:: READING TEXT

# Finally no real events at the moment



## Cuka2cool (Apr 12, 2018)

I can finally play animal crossing the way I like slowly.



I?m craftng my campers special requests.





Tending to my garden.




And enjoying fishing again.


----------



## tamtam (Apr 13, 2018)

Didn't realize how boring the game would be without all the events lol  I've only gotten 1 Gulliver villager so far, but I gotta say, I don't really care.  I figure eventually I'll get them.  I only need to make 5 more requested items and I'll have them all finished. Just need to finish a few more level 20s to get the sparkle stones to make them.  I'm making hedges like there's no tomorrow to keep sending Gulliver out, but that's it.  Now would probably be a good time for me to try to figure out cross-pollinating again, but I think I'll pass.  Yep, I'm bored!


----------



## Cuka2cool (Apr 13, 2018)

Lolol it’s okay and I enjoy these peaceful moments, craft what I need


----------



## J087 (Apr 13, 2018)

3 more days


----------



## iLoveYou (Apr 14, 2018)

J087 said:


> 3 more days



Until what ? D:


----------



## Ably.Saucey (Apr 14, 2018)

J087 said:


> 3 more days



Ech, please not a gardening event...


----------



## Ras (Apr 14, 2018)

The fortune cookies thing.


----------



## Bcat (Apr 14, 2018)

I gotta say, I am enjoying the time off from all these freaking events. But having said that, I’m actually not playing much at all and waiting for the fortune cookies to start playing again


----------



## MopyDream44 (Apr 14, 2018)

I've only popped on once or twice the last few days, and it's been nice. I'm still working on getting my flower trade furniture, which is slow going. I've also been getting one or two villagers maxed out each day! I believe I have enough sparkle stones to finish crafting all the special requests, so I'll be working toward getting those requests asap! Also, I haven't done much with Gulliver yet. I went through the tutorial, but I've been waiting on more data about him before giving him expensive items. Anyhoo, it's been refreshing having time to focus on goals not tied to an event at a nice relaxing pace.


----------

::::
:: GIVEN RECORDS

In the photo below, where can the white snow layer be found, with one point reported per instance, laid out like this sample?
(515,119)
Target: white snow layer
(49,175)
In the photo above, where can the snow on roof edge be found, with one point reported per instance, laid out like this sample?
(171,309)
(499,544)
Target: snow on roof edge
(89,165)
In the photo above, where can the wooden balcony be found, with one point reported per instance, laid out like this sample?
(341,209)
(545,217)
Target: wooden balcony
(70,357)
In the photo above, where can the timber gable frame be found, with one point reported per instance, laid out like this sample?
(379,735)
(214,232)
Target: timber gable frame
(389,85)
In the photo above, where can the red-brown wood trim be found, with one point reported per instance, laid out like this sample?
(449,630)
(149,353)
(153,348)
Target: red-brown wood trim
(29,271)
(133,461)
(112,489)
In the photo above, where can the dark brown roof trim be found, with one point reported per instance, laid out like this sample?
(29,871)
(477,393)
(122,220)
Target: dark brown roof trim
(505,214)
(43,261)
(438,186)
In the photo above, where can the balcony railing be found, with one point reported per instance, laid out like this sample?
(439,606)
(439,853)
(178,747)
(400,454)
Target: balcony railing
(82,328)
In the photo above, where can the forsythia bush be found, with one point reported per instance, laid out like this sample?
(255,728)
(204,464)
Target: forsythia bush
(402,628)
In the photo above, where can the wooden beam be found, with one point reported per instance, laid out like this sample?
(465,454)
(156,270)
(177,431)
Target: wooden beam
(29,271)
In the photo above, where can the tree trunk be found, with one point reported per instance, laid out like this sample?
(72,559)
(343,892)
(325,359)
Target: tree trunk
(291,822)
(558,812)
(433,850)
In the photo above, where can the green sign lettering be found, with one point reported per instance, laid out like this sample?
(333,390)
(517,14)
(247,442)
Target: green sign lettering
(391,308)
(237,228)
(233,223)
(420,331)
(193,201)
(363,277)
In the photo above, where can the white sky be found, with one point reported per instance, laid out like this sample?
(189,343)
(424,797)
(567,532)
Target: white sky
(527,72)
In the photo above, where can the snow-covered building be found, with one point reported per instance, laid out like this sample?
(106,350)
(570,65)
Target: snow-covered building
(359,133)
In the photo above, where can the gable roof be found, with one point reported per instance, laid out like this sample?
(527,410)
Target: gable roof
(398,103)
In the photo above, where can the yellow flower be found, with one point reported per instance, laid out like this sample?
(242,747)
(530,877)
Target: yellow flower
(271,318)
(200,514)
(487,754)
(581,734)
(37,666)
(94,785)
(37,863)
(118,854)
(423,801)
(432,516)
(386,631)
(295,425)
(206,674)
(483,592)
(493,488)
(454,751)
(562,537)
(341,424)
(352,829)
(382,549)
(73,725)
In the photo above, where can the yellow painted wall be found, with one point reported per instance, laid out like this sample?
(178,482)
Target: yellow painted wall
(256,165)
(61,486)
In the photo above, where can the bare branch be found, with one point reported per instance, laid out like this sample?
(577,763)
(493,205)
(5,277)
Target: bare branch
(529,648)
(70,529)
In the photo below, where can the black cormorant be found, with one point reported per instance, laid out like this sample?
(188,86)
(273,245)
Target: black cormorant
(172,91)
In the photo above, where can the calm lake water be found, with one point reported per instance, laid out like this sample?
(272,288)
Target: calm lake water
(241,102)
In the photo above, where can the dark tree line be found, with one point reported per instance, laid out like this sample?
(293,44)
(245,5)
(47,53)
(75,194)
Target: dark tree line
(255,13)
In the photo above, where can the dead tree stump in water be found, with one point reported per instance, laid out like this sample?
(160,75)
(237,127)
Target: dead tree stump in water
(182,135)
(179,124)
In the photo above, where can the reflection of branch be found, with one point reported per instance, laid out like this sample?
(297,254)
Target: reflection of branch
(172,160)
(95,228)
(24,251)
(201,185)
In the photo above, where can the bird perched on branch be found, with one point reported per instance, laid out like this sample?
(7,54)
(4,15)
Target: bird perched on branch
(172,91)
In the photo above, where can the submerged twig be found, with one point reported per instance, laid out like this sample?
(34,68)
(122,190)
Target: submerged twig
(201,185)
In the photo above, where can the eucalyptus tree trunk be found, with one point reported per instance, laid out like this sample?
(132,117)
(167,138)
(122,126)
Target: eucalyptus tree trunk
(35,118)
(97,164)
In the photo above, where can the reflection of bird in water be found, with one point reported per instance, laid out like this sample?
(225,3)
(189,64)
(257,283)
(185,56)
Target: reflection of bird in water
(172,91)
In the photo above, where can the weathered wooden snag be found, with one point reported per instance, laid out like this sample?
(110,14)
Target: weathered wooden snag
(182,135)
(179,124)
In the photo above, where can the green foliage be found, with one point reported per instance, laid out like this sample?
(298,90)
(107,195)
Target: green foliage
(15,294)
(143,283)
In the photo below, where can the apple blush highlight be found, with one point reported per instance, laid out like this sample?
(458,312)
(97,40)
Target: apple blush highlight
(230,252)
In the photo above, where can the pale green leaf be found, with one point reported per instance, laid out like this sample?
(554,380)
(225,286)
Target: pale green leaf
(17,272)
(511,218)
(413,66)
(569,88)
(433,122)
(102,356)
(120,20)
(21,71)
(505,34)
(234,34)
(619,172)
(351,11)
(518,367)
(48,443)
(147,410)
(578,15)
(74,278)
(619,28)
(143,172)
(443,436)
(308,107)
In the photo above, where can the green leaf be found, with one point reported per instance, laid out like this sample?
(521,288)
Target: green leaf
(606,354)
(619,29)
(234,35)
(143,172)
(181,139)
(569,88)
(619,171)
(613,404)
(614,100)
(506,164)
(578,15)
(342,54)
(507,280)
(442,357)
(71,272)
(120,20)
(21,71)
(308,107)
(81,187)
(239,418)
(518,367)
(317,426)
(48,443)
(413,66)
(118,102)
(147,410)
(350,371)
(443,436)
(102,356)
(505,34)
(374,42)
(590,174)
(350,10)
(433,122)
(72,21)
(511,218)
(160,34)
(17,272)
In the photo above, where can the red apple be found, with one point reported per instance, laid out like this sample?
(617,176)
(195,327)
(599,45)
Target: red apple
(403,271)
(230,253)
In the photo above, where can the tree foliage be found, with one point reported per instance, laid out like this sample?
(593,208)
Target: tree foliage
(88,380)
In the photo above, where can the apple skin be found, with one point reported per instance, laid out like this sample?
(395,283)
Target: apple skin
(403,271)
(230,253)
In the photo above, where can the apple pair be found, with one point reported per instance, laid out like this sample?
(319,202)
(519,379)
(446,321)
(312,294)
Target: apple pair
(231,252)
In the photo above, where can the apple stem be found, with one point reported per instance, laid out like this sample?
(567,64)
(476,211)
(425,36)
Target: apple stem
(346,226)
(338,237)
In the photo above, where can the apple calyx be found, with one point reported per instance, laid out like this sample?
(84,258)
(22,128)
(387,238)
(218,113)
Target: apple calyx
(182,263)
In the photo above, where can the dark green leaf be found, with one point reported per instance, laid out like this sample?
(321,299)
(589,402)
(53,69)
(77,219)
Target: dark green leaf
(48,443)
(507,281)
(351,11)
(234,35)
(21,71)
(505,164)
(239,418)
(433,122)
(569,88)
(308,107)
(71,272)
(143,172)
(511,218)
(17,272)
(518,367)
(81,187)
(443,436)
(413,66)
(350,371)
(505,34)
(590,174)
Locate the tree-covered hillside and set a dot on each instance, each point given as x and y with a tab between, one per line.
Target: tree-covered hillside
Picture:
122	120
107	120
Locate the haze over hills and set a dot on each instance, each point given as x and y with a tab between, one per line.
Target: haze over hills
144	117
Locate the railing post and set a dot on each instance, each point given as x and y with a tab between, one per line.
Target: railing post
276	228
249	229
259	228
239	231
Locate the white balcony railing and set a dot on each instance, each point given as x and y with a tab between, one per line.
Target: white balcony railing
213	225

::::

Retype the whole forum thread about the break between game events, word for word. Rely only on the forum thread, not on the data.

# Finally no real events at the moment



## Cuka2cool (Apr 12, 2018)

I can finally play animal crossing the way I like slowly.



I?m craftng my campers special requests.





Tending to my garden.




And enjoying fishing again.


----------



## tamtam (Apr 13, 2018)

Didn't realize how boring the game would be without all the events lol  I've only gotten 1 Gulliver villager so far, but I gotta say, I don't really care.  I figure eventually I'll get them.  I only need to make 5 more requested items and I'll have them all finished. Just need to finish a few more level 20s to get the sparkle stones to make them.  I'm making hedges like there's no tomorrow to keep sending Gulliver out, but that's it.  Now would probably be a good time for me to try to figure out cross-pollinating again, but I think I'll pass.  Yep, I'm bored!


----------



## Cuka2cool (Apr 13, 2018)

Lolol it’s okay and I enjoy these peaceful moments, craft what I need


----------



## J087 (Apr 13, 2018)

3 more days


----------



## iLoveYou (Apr 14, 2018)

J087 said:


> 3 more days



Until what ? D:


----------



## Ably.Saucey (Apr 14, 2018)

J087 said:


> 3 more days



Ech, please not a gardening event...


----------



## Ras (Apr 14, 2018)

The fortune cookies thing.


----------



## Bcat (Apr 14, 2018)

I gotta say, I am enjoying the time off from all these freaking events. But having said that, I’m actually not playing much at all and waiting for the fortune cookies to start playing again


----------



## MopyDream44 (Apr 14, 2018)

I've only popped on once or twice the last few days, and it's been nice. I'm still working on getting my flower trade furniture, which is slow going. I've also been getting one or two villagers maxed out each day! I believe I have enough sparkle stones to finish crafting all the special requests, so I'll be working toward getting those requests asap! Also, I haven't done much with Gulliver yet. I went through the tutorial, but I've been waiting on more data about him before giving him expensive items. Anyhoo, it's been refreshing having time to focus on goals not tied to an event at a nice relaxing pace.


----------